# [CONSIGNE A]
Extrayez toutes les lignes des entrées où figure le mot « yellow ».

# [TEXTE FOURNI]
..........
Cela fait des années qu’à Cannabis sans frontières ou ailleurs, on explique et on répète qu’une des vertus du cannabis serait sa capacité à régénérer les sols. À Tchernobyl cela a pu être testé pour des sols pollués à la radioactivité. Mais cette qualité du chanvre s’applique à toutes sortes de pollution.– et on pense ici en particulier aux pesticides. Stéphane Lhomme n’a pas tort d’objecter que si cette information se met à circuler, alors qu’elle est généralement soigneusement tue, c’est pour tenter de rassurer face à la catastrophe de Fukushima. Il n’empêche qu’à Fukushima ou ailleurs on ne peut s’asseoir sur nos montagnes de poisons et… attendre quelques millions d’années que ça se passe. Et puisqu’il est vrai que le cannabis y peut quelque chose (même si c’était peu), autant cesser de sourire.
Récemment la section guadeloupéenne de Cannabis sans frontières a commencé à évoquer la possible utilisation du chanvre sur les sols des bananeraies très gravement polluées au Chlordécone, ce pesticide particulièrement violent, interdit partout sur terre qui aura bénéficié de dérogations spéciales pour empoisonner durablement la Guadeloupe. Aujourd’hui ce sont les milliers d’hectares des bananeraies de Guadeloupe et de Martinique qui sont devenus inutilisables.
..........
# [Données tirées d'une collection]
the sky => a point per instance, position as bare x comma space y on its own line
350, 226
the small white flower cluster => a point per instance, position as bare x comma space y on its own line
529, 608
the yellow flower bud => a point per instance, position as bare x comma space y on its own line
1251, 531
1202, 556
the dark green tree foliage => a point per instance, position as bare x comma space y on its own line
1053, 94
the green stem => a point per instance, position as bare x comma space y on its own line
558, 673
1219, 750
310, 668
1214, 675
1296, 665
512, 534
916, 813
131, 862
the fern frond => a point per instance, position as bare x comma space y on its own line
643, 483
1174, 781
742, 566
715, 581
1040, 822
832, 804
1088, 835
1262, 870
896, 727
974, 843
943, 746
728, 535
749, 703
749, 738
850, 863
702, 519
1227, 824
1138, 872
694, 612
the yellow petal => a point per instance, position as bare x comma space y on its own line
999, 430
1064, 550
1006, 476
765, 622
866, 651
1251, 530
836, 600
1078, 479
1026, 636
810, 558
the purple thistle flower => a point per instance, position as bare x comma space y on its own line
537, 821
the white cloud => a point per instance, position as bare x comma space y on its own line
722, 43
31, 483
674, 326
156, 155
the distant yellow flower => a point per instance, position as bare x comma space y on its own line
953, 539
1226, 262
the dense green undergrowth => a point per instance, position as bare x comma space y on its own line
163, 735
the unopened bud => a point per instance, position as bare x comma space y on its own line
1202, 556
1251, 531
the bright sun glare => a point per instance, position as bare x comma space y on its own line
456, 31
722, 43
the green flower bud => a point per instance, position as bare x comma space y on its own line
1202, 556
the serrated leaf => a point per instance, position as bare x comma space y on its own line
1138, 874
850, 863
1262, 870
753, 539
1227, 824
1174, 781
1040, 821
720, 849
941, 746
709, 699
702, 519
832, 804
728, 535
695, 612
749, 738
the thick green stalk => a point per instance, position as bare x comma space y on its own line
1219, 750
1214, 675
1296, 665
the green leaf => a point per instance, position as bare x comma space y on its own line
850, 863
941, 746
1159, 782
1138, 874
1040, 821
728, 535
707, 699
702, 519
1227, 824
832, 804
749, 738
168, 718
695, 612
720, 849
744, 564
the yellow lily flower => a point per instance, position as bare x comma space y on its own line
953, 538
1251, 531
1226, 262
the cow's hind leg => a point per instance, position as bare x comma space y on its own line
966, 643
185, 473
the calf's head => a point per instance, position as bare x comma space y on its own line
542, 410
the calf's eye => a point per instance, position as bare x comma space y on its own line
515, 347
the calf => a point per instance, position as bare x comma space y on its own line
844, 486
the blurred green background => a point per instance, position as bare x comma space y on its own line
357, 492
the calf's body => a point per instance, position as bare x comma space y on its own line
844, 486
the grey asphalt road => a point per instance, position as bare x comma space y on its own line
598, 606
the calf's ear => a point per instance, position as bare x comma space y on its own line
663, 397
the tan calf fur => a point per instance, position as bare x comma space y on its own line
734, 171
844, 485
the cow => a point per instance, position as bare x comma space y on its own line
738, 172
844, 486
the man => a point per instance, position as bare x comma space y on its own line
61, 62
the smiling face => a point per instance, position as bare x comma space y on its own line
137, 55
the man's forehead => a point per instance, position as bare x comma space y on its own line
..........
# [CONSIGNE B]
Pour chaque affirmation, dites si elle s'accorde avec le texte sur le chanvre et les sols pollués. Répondez par oui ou non, puis citez mot pour mot le passage qui tranche.
(i) Le chanvre a été testé à Tchernobyl sur des sols pollués par la radioactivité.
(ii) Le Chlordécone n'a jamais été autorisé en Guadeloupe.
(iii) Seules les bananeraies de Martinique sont devenues inutilisables.

# [RÉPONSE COMPLÈTE A]
the yellow flower bud => a point per instance, position as bare x comma space y on its own line
the yellow petal => a point per instance, position as bare x comma space y on its own line
the distant yellow flower => a point per instance, position as bare x comma space y on its own line
the yellow lily flower => a point per instance, position as bare x comma space y on its own line

# [RÉPONSE COMPLÈTE B]
(i) Oui : « À Tchernobyl cela a pu être testé pour des sols pollués à la radioactivité. »
(ii) Non : « qui aura bénéficié de dérogations spéciales pour empoisonner durablement la Guadeloupe »
(iii) Non : « Aujourd’hui ce sont les milliers d’hectares des bananeraies de Guadeloupe et de Martinique qui sont devenus inutilisables. »